▶ **WHAT TO DO**: These entries are to be retyped in full, word for word.

Stored data entries
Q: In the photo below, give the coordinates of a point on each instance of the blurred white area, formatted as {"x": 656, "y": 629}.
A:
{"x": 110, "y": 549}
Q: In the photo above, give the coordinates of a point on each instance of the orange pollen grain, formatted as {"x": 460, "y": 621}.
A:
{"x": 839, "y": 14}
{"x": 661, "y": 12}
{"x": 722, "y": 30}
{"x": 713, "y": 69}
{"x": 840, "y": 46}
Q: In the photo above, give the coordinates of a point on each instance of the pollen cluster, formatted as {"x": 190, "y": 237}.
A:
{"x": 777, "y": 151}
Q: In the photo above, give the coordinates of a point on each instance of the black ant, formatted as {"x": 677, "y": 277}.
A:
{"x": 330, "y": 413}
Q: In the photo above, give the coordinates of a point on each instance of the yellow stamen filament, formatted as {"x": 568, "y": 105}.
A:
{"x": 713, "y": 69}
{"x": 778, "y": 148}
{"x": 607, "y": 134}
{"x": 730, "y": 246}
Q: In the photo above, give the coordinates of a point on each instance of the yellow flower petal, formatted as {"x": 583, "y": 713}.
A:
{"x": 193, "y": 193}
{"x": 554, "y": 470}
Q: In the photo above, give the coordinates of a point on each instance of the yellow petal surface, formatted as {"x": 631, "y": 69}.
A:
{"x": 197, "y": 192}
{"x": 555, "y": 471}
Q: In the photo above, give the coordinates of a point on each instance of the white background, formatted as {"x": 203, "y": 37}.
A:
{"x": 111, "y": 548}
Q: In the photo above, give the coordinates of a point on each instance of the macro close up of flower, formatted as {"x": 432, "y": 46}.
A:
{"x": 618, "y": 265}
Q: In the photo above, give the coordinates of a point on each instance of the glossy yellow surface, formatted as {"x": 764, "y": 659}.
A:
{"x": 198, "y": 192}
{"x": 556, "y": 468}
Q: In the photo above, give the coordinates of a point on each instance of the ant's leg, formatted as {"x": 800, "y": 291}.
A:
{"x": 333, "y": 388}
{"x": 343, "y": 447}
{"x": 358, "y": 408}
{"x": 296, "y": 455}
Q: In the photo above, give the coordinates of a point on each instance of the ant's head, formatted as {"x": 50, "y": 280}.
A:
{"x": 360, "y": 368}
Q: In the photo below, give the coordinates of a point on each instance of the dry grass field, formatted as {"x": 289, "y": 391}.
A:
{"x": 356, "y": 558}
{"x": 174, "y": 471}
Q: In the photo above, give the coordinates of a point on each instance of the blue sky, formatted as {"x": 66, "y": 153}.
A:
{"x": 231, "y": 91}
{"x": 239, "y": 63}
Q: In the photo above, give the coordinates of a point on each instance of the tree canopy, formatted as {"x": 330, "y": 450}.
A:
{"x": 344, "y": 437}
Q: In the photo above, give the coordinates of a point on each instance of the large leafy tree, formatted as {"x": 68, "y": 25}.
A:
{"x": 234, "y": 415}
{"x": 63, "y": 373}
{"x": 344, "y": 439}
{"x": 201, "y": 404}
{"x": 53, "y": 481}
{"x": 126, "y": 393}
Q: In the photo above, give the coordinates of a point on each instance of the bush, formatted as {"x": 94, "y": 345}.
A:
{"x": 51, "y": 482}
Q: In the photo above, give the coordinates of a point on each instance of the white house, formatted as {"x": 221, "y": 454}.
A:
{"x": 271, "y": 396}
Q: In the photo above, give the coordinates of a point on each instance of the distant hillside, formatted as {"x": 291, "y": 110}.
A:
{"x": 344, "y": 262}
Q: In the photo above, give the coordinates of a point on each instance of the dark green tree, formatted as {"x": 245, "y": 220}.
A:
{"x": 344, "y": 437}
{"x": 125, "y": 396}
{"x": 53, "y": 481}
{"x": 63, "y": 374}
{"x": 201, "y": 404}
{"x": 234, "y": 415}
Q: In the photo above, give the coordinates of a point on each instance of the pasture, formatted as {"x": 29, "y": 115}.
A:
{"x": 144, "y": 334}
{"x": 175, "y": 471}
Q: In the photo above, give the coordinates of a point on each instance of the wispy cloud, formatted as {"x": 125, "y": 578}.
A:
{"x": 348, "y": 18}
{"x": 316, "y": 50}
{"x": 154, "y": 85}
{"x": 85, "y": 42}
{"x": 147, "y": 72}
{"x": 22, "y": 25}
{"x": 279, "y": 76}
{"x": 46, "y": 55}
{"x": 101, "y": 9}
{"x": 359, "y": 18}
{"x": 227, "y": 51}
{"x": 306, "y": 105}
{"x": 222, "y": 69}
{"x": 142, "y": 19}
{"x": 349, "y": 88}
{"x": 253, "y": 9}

▶ **EXERCISE OUTPUT**:
Q: In the photo below, give the coordinates of a point on each instance of the blurred white area, formatted as {"x": 656, "y": 629}.
A:
{"x": 110, "y": 549}
Q: In the photo above, give the coordinates of a point on each instance of the orange pollen grain, formatted as {"x": 460, "y": 621}.
A:
{"x": 839, "y": 14}
{"x": 661, "y": 12}
{"x": 722, "y": 30}
{"x": 713, "y": 69}
{"x": 840, "y": 46}
Q: In the photo above, give the coordinates of a point on each instance of the pollen cluster, formatted as {"x": 190, "y": 237}.
A:
{"x": 777, "y": 151}
Q: In the photo above, give the coordinates of a point on each instance of the black ant, formatted as {"x": 677, "y": 277}.
A:
{"x": 330, "y": 413}
Q: In the photo above, give the coordinates of a point on each instance of the yellow stamen filament, formatted as {"x": 568, "y": 105}.
A:
{"x": 713, "y": 69}
{"x": 778, "y": 148}
{"x": 607, "y": 134}
{"x": 730, "y": 246}
Q: In the photo above, give the coordinates of a point on each instance of the yellow flower petal, formatted as {"x": 583, "y": 713}.
A:
{"x": 193, "y": 193}
{"x": 554, "y": 470}
Q: In the photo above, give the coordinates of a point on each instance of the yellow petal surface, formatted as {"x": 631, "y": 69}.
A:
{"x": 197, "y": 192}
{"x": 555, "y": 471}
Q: In the photo above, give the coordinates of a point on each instance of the white background, formatted as {"x": 203, "y": 37}.
A:
{"x": 111, "y": 548}
Q: In the photo above, give the coordinates of a point on each instance of the macro close up of flower, formatted as {"x": 432, "y": 46}.
A:
{"x": 618, "y": 265}
Q: In the photo above, give the coordinates of a point on each instance of the glossy yellow surface, formatted as {"x": 764, "y": 659}.
A:
{"x": 198, "y": 192}
{"x": 556, "y": 468}
Q: In the photo above, give the coordinates of a point on each instance of the ant's leg, formatted as {"x": 800, "y": 291}.
A:
{"x": 333, "y": 388}
{"x": 343, "y": 447}
{"x": 358, "y": 408}
{"x": 296, "y": 455}
Q: In the photo above, give the coordinates of a point on each instance of the ant's head, formatted as {"x": 50, "y": 280}.
A:
{"x": 360, "y": 368}
Q: In the photo below, give the coordinates of a point on each instance of the dry grass field, formatted as {"x": 289, "y": 391}.
A:
{"x": 356, "y": 558}
{"x": 174, "y": 471}
Q: In the photo above, give the coordinates of a point on each instance of the blue sky, formatted as {"x": 66, "y": 153}.
A:
{"x": 231, "y": 91}
{"x": 239, "y": 63}
Q: In the photo above, give the coordinates of a point on each instance of the tree canopy, formatted as {"x": 330, "y": 450}.
A:
{"x": 344, "y": 437}
Q: In the photo above, give the coordinates of a point on each instance of the large leafy tree, formatted as {"x": 68, "y": 25}.
A:
{"x": 234, "y": 415}
{"x": 63, "y": 373}
{"x": 344, "y": 439}
{"x": 201, "y": 404}
{"x": 53, "y": 481}
{"x": 126, "y": 393}
Q: In the photo above, give the coordinates of a point on each instance of the bush, formatted as {"x": 94, "y": 345}.
A:
{"x": 51, "y": 482}
Q: In the photo above, give the coordinates of a point on each instance of the white house, formatted as {"x": 221, "y": 454}.
A:
{"x": 271, "y": 396}
Q: In the photo above, give the coordinates of a point on each instance of the distant hillside, formatted as {"x": 291, "y": 110}.
A:
{"x": 344, "y": 262}
Q: In the photo above, give the coordinates of a point on each instance of the dark green tree, formatted as {"x": 245, "y": 220}.
A:
{"x": 344, "y": 437}
{"x": 125, "y": 396}
{"x": 53, "y": 481}
{"x": 63, "y": 374}
{"x": 201, "y": 404}
{"x": 234, "y": 415}
Q: In the photo above, give the coordinates of a point on each instance of the pasture, formatted as {"x": 29, "y": 115}.
A:
{"x": 144, "y": 334}
{"x": 175, "y": 471}
Q: In the photo above, give the coordinates of a point on each instance of the wispy cloud, formatted as {"x": 125, "y": 578}.
A:
{"x": 348, "y": 18}
{"x": 316, "y": 50}
{"x": 154, "y": 85}
{"x": 85, "y": 42}
{"x": 147, "y": 72}
{"x": 22, "y": 25}
{"x": 279, "y": 76}
{"x": 46, "y": 55}
{"x": 101, "y": 9}
{"x": 359, "y": 18}
{"x": 227, "y": 51}
{"x": 306, "y": 105}
{"x": 222, "y": 69}
{"x": 142, "y": 19}
{"x": 349, "y": 88}
{"x": 253, "y": 9}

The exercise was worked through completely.